__Selected text__.

When it comes to maternal, child and family health, KDC Health's approach is health and wellness now and for the future for the whole family. 
This family-focused approach supports important areas like:
• Healthy relationships
• Sexual health 
• Family planning 
• Healthy pregnancies 
• Optimal birth experiences 
• Parent and guardian health 
• Early childhood development  
• Child safety

Maternal, Child and Family Health (MCFH)


Maternal and Child Health (MCH) is a ​program that is delivered through partnerships and builds on other community programs. It is a proactive, preventative and strategic approach to promoting the good health and development of on-reserve pregnant First Nations women and families with infants and young children. The program aims to reach all pregnant women and new parents, with long-term support for those families who require additional services.


A key element of the program is home visiting by nurses and family visitors (experienced mothers in the community), who provide information, support, and linkages to other services; integrating culture into care is a key aspect of the program.


Program objectives include increasing First Nations training opportunities for MCH service providers, increasing participation of on-reserve community members in planning and developing services, increasing coordination of services for on-reserve clients, and developing and/or using existing evaluation tools to measure progress using evidence-based models and approaches.


For the past ten years the provinces and territories have been strengthening their maternal and child health programming because it has such a positive effect on the lives of pregnant women, and families with infants and young children.​

All Sites (Campbell River, Quinsam, Cape Mudge and K'omoks KDC Health Sites) provide:


What is the Prenatal Nutrition Program?


The goal of the Prenatal Nutrition Program is to improve the health of mothers and infants by supporting community members to:


 • Eat well, so babies have the best chance to be healthy at birth and throughout their lives


• Breastfeed babies for up to two years and beyond


• Introduce healthy solid foods at 6 months of age, while continuing breastfeeding


The Prenatal Nutrition Program was formerly known as the Canada Prenatal Nutrition Program (CPNP). It was administered through Health Canada as a First Nations and Inuit on-reserve program. The Prenatal Nutrition Program for BC First Nations is now administered through the First Nations Health Authority.

Source data:
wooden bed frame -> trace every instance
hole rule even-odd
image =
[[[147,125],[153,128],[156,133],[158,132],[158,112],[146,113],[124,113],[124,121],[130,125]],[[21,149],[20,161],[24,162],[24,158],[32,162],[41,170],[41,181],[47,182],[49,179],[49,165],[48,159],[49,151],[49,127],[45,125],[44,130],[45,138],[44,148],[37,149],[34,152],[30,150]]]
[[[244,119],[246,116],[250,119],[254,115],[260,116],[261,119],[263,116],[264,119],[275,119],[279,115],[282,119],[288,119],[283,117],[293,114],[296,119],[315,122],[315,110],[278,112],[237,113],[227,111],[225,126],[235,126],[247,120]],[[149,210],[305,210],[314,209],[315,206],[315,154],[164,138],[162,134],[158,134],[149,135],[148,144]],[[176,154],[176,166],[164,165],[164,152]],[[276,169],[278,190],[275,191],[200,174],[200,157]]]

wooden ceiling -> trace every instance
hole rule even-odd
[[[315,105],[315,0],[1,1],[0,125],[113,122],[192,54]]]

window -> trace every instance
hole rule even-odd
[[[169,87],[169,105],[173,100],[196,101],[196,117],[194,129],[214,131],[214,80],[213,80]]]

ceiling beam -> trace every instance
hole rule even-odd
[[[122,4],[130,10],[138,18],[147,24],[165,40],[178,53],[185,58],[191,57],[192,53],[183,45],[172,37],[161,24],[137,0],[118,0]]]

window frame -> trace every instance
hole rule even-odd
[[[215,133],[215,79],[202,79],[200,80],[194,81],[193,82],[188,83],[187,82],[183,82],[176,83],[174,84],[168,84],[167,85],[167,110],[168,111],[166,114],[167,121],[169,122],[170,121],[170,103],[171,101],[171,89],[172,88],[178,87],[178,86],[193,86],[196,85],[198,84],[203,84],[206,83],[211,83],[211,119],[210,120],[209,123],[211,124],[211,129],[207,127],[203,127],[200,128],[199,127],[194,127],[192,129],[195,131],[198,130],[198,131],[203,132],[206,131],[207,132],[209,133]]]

--

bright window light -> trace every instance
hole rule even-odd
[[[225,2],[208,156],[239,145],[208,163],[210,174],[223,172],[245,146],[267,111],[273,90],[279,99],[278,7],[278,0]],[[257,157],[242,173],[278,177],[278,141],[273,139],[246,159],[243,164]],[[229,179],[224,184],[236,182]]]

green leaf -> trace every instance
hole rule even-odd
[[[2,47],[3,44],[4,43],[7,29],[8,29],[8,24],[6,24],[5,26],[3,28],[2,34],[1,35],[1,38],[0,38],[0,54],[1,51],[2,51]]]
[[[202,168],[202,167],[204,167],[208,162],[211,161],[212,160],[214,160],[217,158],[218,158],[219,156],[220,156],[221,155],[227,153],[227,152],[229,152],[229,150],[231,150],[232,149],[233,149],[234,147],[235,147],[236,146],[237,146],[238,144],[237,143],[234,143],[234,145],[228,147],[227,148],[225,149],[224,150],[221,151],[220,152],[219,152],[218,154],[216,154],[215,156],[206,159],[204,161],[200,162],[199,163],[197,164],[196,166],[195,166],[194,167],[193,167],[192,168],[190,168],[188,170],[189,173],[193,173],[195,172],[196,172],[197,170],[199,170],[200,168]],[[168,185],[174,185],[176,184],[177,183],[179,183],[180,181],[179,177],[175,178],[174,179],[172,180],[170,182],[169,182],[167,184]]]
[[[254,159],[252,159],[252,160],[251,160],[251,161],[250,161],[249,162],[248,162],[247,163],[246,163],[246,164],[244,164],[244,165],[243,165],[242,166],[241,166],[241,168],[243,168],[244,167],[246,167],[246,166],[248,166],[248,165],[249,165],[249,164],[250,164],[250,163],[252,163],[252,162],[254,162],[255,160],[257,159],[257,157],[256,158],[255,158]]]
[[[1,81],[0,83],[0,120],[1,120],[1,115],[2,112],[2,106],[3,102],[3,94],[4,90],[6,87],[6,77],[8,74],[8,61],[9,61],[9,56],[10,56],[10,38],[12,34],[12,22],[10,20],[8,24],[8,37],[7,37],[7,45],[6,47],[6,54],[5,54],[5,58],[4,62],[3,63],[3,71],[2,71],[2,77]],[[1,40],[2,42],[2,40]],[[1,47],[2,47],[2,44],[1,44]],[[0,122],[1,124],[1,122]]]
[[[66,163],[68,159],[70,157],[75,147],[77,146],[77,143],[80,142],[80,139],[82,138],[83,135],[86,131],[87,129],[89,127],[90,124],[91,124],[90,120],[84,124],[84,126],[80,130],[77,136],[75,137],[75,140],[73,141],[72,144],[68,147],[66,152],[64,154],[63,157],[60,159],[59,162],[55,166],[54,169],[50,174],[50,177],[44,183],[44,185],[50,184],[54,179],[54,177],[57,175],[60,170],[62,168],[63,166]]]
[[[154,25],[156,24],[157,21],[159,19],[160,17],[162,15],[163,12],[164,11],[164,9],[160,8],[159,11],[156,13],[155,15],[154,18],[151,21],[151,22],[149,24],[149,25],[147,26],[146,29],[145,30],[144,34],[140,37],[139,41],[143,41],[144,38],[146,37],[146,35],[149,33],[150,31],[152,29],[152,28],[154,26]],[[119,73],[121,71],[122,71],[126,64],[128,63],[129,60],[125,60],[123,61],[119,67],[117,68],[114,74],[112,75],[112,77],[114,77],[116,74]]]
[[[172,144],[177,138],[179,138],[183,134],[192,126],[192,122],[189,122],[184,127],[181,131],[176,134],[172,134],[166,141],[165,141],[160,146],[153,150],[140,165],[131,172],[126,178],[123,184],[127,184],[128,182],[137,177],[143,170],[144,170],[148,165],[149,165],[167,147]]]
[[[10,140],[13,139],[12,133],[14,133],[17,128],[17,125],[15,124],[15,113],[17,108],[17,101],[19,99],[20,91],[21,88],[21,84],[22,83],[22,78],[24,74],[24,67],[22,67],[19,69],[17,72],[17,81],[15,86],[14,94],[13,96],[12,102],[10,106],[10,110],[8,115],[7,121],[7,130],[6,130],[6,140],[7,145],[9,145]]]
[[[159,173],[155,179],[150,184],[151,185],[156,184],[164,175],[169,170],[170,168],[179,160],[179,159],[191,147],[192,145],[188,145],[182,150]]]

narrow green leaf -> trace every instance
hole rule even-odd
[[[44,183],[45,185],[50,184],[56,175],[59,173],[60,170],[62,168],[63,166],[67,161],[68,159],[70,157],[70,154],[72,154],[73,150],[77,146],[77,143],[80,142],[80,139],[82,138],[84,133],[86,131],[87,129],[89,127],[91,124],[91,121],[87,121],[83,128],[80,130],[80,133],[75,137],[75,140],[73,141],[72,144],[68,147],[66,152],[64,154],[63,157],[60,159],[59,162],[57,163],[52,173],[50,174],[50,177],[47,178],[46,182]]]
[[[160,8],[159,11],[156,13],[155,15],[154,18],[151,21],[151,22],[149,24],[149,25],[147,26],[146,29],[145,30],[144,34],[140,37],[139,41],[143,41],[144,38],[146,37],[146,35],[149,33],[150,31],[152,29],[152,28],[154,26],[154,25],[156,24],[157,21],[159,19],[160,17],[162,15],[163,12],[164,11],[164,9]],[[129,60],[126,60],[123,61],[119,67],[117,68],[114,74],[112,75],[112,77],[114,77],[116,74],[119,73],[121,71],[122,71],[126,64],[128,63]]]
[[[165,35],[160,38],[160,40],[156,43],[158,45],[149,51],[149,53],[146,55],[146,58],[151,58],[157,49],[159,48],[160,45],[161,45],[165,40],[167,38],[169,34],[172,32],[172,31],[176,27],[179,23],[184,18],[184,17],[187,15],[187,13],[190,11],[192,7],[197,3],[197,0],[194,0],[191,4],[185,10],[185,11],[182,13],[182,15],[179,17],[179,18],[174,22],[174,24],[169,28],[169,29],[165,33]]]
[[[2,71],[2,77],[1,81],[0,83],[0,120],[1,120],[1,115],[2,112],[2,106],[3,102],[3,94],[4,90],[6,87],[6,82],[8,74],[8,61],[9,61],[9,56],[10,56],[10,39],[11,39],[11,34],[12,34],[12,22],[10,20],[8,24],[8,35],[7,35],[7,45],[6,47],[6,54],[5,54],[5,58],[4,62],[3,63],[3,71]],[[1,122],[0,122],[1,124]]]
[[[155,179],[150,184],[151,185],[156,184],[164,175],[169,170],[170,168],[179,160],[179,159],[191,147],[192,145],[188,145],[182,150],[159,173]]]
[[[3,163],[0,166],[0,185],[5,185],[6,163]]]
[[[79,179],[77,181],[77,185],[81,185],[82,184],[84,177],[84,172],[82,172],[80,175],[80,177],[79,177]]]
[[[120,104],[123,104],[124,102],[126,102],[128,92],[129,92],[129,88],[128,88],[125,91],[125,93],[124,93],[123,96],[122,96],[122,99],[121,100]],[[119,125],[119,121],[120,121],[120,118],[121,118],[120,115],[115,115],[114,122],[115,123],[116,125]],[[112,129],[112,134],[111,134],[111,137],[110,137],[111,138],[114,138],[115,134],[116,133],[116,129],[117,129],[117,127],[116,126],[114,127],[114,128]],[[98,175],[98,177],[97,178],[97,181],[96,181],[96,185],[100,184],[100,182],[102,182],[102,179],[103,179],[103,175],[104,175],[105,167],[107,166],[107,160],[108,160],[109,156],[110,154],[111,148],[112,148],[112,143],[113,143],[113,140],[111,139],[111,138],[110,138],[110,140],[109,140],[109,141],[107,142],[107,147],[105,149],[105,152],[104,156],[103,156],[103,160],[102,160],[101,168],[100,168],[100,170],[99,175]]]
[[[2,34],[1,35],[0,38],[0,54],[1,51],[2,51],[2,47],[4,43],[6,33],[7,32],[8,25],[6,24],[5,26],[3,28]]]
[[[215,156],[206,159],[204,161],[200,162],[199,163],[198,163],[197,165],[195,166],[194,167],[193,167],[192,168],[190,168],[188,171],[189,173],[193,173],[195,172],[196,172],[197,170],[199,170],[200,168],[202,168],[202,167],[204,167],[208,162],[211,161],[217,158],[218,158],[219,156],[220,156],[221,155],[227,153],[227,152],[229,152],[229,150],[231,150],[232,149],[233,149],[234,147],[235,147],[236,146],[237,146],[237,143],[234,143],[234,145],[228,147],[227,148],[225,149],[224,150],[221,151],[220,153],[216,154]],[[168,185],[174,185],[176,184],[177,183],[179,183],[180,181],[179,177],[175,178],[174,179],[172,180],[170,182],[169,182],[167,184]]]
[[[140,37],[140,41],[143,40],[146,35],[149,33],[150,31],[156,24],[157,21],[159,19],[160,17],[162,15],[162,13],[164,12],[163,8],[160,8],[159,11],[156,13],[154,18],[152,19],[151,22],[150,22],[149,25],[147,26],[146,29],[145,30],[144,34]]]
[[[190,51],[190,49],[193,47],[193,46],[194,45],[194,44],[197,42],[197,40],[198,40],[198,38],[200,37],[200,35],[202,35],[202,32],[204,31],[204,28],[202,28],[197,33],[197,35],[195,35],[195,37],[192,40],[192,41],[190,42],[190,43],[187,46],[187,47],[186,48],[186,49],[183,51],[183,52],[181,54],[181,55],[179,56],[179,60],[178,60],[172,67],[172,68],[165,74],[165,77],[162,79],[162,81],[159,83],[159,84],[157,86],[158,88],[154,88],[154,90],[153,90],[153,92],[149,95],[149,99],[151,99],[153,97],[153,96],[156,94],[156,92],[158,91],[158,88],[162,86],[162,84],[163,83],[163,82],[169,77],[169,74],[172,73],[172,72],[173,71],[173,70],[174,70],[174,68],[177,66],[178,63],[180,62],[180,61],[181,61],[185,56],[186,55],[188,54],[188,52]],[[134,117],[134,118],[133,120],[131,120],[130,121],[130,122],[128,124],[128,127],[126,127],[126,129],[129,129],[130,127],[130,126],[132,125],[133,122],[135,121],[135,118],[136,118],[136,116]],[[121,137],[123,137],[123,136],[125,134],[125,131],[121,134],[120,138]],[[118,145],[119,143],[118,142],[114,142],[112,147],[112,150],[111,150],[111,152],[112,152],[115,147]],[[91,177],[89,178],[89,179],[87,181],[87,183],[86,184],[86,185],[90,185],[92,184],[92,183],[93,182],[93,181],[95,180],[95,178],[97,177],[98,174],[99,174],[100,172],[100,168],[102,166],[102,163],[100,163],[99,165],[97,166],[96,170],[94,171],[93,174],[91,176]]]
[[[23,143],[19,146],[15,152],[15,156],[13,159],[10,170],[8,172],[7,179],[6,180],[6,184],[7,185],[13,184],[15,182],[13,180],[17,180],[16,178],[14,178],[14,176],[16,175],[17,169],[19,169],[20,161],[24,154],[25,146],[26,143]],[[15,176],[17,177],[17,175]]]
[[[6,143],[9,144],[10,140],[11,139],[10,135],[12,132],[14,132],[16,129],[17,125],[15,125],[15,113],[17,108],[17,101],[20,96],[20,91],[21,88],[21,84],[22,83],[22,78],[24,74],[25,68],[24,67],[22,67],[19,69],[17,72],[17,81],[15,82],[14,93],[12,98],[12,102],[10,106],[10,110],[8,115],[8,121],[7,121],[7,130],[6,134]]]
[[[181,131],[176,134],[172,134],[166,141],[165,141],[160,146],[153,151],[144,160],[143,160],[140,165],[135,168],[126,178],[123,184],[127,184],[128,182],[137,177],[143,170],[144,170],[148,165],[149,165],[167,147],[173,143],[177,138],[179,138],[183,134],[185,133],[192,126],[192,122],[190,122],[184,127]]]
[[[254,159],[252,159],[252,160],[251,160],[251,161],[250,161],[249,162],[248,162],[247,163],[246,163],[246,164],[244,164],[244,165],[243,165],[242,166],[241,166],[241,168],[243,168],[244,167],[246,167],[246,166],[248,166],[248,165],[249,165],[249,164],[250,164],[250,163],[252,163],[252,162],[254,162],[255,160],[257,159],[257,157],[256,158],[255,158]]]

--

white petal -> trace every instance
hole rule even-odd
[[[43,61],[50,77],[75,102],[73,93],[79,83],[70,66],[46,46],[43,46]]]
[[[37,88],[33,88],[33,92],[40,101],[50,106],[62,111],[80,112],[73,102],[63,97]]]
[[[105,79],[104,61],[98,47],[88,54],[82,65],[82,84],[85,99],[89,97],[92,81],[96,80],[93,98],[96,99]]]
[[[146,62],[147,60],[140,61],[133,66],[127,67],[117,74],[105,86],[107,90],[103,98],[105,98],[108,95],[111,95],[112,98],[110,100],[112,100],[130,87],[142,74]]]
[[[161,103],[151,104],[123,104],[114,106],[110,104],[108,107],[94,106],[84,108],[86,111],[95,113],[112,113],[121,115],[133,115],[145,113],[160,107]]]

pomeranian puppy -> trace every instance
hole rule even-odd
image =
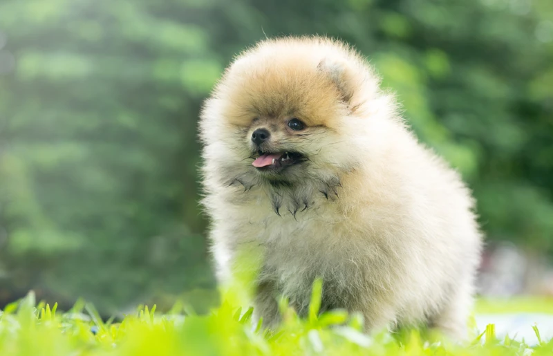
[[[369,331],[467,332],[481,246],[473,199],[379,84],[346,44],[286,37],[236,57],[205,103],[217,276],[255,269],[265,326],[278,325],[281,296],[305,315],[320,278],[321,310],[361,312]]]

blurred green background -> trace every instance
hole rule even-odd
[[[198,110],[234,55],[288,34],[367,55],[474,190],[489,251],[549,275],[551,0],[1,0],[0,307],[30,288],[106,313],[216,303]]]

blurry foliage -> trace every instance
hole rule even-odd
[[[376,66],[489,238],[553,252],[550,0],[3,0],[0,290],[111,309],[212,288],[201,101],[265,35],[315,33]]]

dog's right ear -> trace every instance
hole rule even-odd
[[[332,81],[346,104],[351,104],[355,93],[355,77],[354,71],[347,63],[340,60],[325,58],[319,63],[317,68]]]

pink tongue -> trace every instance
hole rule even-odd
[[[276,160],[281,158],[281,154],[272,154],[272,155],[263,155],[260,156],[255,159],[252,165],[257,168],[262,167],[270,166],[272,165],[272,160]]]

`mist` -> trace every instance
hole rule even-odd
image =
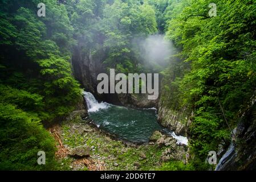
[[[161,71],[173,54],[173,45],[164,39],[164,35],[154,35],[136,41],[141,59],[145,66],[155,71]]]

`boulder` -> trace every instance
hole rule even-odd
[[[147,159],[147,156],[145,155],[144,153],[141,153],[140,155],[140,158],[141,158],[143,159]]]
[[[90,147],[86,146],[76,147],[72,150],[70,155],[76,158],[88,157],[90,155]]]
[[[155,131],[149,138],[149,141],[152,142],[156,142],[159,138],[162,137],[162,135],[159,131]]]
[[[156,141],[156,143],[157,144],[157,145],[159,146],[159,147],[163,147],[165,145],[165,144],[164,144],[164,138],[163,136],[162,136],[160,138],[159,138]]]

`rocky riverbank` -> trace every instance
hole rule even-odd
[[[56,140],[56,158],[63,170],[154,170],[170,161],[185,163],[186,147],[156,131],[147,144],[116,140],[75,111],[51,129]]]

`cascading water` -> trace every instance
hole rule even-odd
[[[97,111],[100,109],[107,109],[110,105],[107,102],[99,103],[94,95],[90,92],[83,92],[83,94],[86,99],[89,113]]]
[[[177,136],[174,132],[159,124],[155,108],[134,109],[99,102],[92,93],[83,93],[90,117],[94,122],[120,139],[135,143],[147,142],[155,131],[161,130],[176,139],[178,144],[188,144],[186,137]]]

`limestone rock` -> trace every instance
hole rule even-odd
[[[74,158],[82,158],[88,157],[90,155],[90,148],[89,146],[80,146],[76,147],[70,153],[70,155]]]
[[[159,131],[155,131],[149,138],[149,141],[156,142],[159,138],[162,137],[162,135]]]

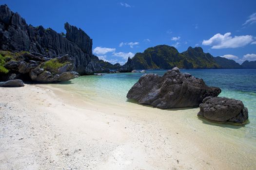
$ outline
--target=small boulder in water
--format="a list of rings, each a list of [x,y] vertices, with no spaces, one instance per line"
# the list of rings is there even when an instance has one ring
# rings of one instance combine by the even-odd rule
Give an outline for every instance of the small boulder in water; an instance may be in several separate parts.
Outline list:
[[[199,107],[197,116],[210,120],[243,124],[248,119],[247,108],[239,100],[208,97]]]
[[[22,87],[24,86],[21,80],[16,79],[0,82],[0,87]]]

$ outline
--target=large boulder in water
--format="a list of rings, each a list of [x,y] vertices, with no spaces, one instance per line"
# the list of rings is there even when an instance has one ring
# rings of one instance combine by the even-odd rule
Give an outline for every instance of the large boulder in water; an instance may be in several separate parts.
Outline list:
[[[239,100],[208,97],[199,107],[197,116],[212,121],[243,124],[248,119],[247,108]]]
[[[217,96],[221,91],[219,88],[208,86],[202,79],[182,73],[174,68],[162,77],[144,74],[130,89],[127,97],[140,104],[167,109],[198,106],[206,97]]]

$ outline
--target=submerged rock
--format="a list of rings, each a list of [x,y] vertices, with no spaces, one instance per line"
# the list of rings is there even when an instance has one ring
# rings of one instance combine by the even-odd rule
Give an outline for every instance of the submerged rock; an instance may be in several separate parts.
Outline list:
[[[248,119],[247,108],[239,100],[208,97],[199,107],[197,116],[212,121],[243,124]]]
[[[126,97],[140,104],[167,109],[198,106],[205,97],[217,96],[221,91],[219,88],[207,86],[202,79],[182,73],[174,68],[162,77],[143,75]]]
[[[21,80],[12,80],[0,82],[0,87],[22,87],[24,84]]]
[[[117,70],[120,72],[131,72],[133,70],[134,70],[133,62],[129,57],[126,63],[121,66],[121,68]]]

__Tasks__.
1) Translate into Spanish this sentence from the text on maternal, child and family health: "The program aims to reach all pregnant women and new parents, with long-term support for those families who require additional services."
2) Summarize the text on maternal, child and family health in two sentences.
3) Carry the text on maternal, child and family health further, beginning after its final sentence.

__Exercise answers__.
1) El programa tiene como objetivo llegar a todas las mujeres embarazadas y a los nuevos padres, con apoyo a largo plazo para aquellas familias que requieren servicios adicionales.

2) KDC Health takes a family-focused approach to maternal, child and family health, and its Maternal and Child Health program promotes the health and development of on-reserve pregnant First Nations women and families with infants and young children, with home visiting by nurses and family visitors as a key element. Its Prenatal Nutrition Program, now administered through the First Nations Health Authority, supports community members to eat well, breastfeed for up to two years and beyond, and introduce healthy solid foods at 6 months.

3)
There are also CPNP programs administered through the Public Health Agency of Canada that are offered to Aboriginal and non-Aboriginal people. These programs are often accessed through BC Aboriginal Friendship Centres and BC Pregnancy Outreach Programs.


Why is this important?


Traditionally, we know that everything a pregnant mother surrounds herself with will have an impact on the baby. Healthy food is one important way that a new life can be nurtured to its fullest potential. Extensive research tells us that healthy, nutritious eating supports the long-term health of both mother and baby - and can help reduce the risk of chronic diseases like diabetes. 



Prenatal Nutrition Program clients include:



• Pregnant First Nations


• Mothers of infants


• Infants up to 24 months of age who live on reserve 


• First Nations women of childbearing age on reserve


Making Prenatal Nutrition Yours


Most BC First Nations receive funds to offer the Prenatal Nutrition Program – and communities are encouraged to use these funds to meet their community goals. Depending on total health funding and community needs - this could mean many things - a youth cooking program, a traditional foods harvest program, a community garden or a range of services that promote maternal and child health.


Most often services are offered for pregnant women and nursing mothers. Depending on community resources, this can include support for women who are breastfeeding a child up to two years of age, which is recommended by leading health organizations. If your community does not have any pregnant women or nursing mothers, then programs that support pregnancy planning, sexual health for youth, or cooking and health eating skills for women who could become pregnant are great ways to promote the health of our future generations.